QUOTED TEXT:
>>>

[Berzelius-users] Resolved: Unplanned login-node downtime

Mon Sep 11 13:24:40 CEST 2023

Dear Berzelius users,

The failed login-node `berzelius1.nsc.liu.se` has been returned to service.

> Due to a currently undiagnosed issue, we lost the login node `berzelius001`
> earlier this afternoon. All active sessions on that server are lost. Jobs and
> job scheduling are unaffected.

The issue was most likely a cascading failure starting from the OOM-killer,
gradually degrading the server until it was kicked off the shared network
filesystem. After this, the node was fully unresponsive and required a reboot.
During reboot, a hardware issue manifested, prolonging the troubleshooting
process over the weekend.

We'd like to remind users that the login nodes are shared resources, on which
heavy tasks should not run. Please schedule a job on a node or limit the amount
of parallelism you use. We have resource limits in place wherever we can, but
not all shared resources can be covered. Processes on login nodes deemed
disruptive may be terminated by staff without warning (but with a follow up
email).

`berzelius.nsc.liu.se` points to a service that should failover automatically
between the login nodes and is what most users should use to connect to
Berzelius. Users connecting directly to `berzelius1.nsc.liu.se` or
`berzelius2.nsc.liu.se` should be aware that you may need to switch to the other
login-node manually in case of hardware failures or other issues.

--
Henrik Henriksson
Systems Administrator
National Supercomputer Centre

<<<

EXERCISE REQUIREMENTS:
Copy out the stretch from "[Berzelius-users] Resolved: Unplanned" through "returned to service." in the notice about the Berzelius login-node outage. The lines that follow are not needed.

STORED ROWS:
>>>

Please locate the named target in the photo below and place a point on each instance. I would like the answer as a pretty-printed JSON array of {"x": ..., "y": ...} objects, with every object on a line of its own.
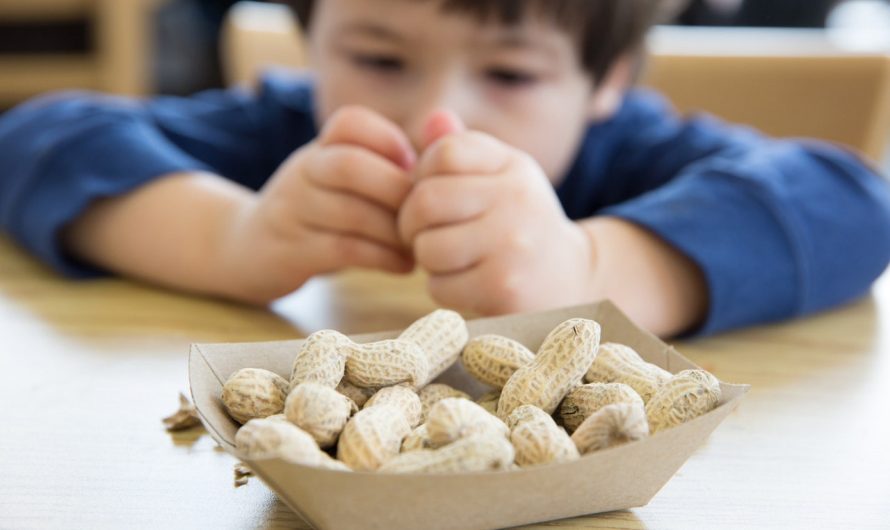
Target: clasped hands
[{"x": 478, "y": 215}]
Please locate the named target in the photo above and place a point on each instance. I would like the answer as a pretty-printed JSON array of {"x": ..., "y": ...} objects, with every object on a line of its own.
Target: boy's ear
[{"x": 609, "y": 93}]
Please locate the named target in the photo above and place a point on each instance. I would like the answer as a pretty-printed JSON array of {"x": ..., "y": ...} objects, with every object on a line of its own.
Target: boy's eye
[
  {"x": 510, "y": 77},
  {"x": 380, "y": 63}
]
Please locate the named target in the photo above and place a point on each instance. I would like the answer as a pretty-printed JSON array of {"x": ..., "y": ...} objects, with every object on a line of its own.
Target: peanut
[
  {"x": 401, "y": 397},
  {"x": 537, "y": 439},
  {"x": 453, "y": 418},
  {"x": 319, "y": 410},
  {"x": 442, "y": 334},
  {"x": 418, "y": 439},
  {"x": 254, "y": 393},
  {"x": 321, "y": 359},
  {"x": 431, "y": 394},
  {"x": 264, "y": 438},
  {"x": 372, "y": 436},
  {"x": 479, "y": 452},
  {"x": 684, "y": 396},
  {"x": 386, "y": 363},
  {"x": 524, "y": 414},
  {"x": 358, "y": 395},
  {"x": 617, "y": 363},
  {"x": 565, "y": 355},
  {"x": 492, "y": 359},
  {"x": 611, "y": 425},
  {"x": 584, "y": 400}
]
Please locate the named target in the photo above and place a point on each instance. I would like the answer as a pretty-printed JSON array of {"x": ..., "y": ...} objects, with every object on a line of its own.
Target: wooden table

<<<
>>>

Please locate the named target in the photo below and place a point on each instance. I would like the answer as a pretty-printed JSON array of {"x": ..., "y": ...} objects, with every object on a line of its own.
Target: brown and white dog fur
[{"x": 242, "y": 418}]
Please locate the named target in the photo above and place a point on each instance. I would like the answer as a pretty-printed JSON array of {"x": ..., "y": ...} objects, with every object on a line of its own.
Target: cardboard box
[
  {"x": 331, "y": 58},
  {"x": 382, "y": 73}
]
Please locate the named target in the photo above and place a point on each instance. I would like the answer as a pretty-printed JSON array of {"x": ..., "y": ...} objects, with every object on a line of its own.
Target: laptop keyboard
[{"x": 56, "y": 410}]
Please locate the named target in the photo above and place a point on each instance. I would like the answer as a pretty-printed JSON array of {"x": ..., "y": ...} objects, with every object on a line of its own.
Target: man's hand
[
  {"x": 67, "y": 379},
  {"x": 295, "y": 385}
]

<<<

RESPONSE:
[Berzelius-users] Resolved: Unplanned login-node downtime

Mon Sep 11 13:24:40 CEST 2023

Dear Berzelius users,

The failed login-node `berzelius1.nsc.liu.se` has been returned to service.